La question des hautes rémunérations (3) : Spécificité

par Pierre Bilger
mardi 14 juin 2005

Quels changements entraine pour le cadre dirigeant salarié sa nomination comme président directeur général ?
A l’évidence, il y a d’abord la satisfaction gratifiante d’assumer la responsabilité globale et ultime de l’entreprise et d’être en position de mettre en oeuvre sa vision de son avenir. En outre, s’il a l’âme bien née, il sera heureux de pouvoir contribuer à l’emploi et à l’épanouissement de ses collaborateurs directs et indirects. Enfin, pour peu que les circonstances le favorisent, il appréciera de délivrer une performance positive à ses actionnaires grâce aux initiatives qu’il aura su prendre.


Les cyniques, et il y en a parmi les chefs d’entreprise même s’ils ne sont pas de loin majoritaires, considèrent que ces éléments pèsent peu par rapport aux risques personnels qui sont associés à la fonction de président directeur général d’une grande société cotée.
D’abord, grandeur et servitude de sa position, il est effectivement révocable ad nutum pour reprendre l’expression d’Edouard Tétreau, c’est-à-dire que le conseil d’administration a la capacité juridique et pratique de mettre fin à ses fonctions sans indemnité et sans avoir à justifier sa décision par la mise en évidence d’une faute professionnelle ou d’erreurs de gestion et n’est tenu que par les engagements qu’il a pu prendre lui-même à son égard. Le fait que de telles décisions soient rarement prises sans compensation financière n’en exclut pas pour autant la possibilité.
····················
> _Consignes_
A. Résumez l'extrait en deux phrases.
B. D'après l'extrait, quelle expression empruntée à Edouard Tétreau désigne la situation du président directeur général face au conseil d'administration ?
C. Recopiez le passage de l'extrait qui commence par « A l’évidence, il » et se poursuit jusqu'à « aura su prendre. ».
Le matériel qui suit ne sert à rien pour ce travail.
····················
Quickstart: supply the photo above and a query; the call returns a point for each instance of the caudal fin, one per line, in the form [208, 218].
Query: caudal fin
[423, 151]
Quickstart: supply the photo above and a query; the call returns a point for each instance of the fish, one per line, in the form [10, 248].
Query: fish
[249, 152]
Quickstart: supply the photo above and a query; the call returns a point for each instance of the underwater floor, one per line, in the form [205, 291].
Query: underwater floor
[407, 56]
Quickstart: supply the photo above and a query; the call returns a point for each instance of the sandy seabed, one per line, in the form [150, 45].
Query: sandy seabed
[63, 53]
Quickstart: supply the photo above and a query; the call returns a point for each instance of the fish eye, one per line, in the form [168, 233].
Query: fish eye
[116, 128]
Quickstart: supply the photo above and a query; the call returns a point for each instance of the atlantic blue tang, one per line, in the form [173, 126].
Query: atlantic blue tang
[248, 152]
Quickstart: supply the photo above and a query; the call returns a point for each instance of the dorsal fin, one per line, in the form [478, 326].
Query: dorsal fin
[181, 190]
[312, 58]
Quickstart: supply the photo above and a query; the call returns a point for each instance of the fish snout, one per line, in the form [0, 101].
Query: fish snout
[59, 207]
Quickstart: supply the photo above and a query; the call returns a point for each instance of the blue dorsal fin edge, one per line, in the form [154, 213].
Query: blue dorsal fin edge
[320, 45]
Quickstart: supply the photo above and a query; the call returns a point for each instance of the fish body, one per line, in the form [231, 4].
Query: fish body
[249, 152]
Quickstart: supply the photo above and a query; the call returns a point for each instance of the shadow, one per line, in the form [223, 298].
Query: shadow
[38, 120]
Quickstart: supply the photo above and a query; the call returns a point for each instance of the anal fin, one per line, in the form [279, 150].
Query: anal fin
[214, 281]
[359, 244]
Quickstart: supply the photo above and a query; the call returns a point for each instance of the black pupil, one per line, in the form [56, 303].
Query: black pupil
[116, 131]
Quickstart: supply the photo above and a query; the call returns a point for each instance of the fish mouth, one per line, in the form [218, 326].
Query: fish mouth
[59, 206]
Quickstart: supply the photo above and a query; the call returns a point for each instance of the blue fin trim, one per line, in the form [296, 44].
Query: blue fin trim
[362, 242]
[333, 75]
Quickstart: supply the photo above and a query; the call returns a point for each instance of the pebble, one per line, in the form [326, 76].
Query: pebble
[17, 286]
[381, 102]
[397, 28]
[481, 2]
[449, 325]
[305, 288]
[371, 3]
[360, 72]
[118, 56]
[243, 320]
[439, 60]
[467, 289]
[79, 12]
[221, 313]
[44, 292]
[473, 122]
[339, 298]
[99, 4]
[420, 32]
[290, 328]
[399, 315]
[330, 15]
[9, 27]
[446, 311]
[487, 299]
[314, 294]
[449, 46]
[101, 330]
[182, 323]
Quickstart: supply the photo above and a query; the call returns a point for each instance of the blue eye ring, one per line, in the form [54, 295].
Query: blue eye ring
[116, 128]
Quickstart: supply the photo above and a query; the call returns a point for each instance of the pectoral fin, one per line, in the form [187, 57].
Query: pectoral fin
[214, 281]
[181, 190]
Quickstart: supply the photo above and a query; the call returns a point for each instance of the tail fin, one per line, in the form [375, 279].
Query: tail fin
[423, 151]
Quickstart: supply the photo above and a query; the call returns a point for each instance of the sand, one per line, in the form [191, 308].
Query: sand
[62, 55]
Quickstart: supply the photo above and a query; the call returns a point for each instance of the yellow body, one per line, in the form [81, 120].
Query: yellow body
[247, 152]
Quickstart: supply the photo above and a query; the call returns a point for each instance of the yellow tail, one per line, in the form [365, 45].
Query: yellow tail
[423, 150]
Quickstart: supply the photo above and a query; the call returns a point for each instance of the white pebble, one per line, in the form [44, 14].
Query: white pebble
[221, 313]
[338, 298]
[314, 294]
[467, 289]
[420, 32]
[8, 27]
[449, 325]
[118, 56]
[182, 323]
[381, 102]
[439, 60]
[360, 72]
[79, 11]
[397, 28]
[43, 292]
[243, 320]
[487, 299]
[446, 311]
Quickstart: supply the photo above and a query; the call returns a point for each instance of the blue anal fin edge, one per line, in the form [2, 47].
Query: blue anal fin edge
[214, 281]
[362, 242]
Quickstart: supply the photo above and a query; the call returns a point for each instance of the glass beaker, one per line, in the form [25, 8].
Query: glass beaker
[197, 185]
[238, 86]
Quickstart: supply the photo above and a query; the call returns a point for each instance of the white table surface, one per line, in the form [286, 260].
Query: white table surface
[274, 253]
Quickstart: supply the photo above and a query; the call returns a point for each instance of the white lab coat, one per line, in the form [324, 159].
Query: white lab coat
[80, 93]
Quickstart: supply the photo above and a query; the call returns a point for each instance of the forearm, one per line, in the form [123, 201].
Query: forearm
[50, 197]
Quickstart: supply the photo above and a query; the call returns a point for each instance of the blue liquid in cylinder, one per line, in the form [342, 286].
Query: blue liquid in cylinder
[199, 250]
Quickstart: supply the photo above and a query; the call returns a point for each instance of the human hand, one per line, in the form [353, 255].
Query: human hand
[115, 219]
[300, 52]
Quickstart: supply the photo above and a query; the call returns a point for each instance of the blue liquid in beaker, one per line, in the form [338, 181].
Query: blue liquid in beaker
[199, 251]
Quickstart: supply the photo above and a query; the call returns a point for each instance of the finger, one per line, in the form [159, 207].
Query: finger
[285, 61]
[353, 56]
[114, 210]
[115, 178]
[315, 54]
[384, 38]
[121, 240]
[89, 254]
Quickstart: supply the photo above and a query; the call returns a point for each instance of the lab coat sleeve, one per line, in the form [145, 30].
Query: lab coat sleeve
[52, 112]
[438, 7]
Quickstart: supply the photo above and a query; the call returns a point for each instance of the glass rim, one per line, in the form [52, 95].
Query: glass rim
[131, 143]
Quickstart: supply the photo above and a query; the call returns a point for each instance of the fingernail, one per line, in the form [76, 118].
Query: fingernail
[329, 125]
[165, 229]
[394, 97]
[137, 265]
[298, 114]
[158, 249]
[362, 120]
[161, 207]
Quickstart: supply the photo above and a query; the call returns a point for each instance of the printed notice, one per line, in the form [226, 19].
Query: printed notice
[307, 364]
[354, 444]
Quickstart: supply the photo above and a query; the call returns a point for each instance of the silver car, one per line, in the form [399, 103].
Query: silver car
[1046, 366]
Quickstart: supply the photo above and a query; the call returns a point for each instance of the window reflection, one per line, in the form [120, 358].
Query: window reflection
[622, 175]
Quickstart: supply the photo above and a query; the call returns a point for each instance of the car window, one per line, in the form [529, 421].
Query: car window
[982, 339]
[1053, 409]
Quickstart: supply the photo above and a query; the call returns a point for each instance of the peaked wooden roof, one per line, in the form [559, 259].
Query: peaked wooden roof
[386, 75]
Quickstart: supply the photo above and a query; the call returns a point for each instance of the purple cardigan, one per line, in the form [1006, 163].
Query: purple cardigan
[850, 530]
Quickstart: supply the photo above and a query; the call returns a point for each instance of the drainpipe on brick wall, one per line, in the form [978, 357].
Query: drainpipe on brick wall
····················
> _Réponses par consigne_
A. Devenir président directeur général apporte au cadre dirigeant la satisfaction d'assumer la responsabilité globale de l'entreprise, de contribuer à l'emploi de ses collaborateurs et de délivrer une performance positive à ses actionnaires. Les cyniques jugent pourtant ces éléments peu importants face aux risques personnels de la fonction, à commencer par le fait que le conseil d'administration peut mettre fin à ses fonctions sans indemnité et sans justifier sa décision.

B. Il est révocable ad nutum.

C.
A l’évidence, il y a d’abord la satisfaction gratifiante d’assumer la responsabilité globale et ultime de l’entreprise et d’être en position de mettre en oeuvre sa vision de son avenir. En outre, s’il a l’âme bien née, il sera heureux de pouvoir contribuer à l’emploi et à l’épanouissement de ses collaborateurs directs et indirects. Enfin, pour peu que les circonstances le favorisent, il appréciera de délivrer une performance positive à ses actionnaires grâce aux initiatives qu’il aura su prendre.